Your assignment: Retype the entries below exactly, but begin at the line containing "Target: metal railing" and end at the last line.
____________________
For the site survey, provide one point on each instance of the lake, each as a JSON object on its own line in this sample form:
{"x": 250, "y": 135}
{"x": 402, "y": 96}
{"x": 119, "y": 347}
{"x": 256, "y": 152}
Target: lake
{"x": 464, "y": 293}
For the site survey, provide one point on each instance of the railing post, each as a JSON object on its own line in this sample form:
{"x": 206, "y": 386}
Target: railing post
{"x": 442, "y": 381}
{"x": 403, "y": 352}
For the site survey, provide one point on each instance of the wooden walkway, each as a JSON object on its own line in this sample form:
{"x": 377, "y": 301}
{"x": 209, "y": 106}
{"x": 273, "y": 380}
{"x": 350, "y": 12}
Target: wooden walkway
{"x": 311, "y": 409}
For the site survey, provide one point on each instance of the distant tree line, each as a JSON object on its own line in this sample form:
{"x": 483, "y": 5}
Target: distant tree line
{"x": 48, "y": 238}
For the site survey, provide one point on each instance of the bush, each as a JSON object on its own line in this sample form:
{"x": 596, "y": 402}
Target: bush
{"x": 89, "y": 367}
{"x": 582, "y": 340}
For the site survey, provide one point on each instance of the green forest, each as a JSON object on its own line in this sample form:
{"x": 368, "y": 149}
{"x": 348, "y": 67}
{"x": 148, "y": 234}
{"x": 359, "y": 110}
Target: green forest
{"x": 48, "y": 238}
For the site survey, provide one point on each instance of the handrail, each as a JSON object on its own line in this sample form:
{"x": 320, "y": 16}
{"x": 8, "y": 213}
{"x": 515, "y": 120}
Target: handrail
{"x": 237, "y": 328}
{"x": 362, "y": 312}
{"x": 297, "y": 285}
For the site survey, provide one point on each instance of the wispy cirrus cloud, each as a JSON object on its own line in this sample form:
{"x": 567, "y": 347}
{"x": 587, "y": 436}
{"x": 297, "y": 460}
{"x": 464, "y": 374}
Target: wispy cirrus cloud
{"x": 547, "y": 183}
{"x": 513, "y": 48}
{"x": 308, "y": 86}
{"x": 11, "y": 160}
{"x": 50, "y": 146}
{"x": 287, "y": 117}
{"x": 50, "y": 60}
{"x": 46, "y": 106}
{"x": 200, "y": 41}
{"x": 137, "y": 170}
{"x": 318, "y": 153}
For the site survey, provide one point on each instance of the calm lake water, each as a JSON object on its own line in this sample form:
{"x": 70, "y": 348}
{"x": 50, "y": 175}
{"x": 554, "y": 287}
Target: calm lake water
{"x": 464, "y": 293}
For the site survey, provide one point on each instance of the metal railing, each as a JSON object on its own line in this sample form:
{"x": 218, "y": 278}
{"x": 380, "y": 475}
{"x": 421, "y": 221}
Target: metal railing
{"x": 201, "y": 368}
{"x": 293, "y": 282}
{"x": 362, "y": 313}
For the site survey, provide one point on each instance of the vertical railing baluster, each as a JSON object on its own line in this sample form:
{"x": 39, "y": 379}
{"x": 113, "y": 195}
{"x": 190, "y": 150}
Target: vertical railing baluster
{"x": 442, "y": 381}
____________________
Solution for this task:
Target: metal railing
{"x": 201, "y": 368}
{"x": 293, "y": 282}
{"x": 362, "y": 313}
For the site survey, provide one point on each instance of the vertical railing baluster, each as a JSON object on its own line in this sample form:
{"x": 39, "y": 379}
{"x": 113, "y": 195}
{"x": 190, "y": 150}
Target: vertical railing baluster
{"x": 442, "y": 381}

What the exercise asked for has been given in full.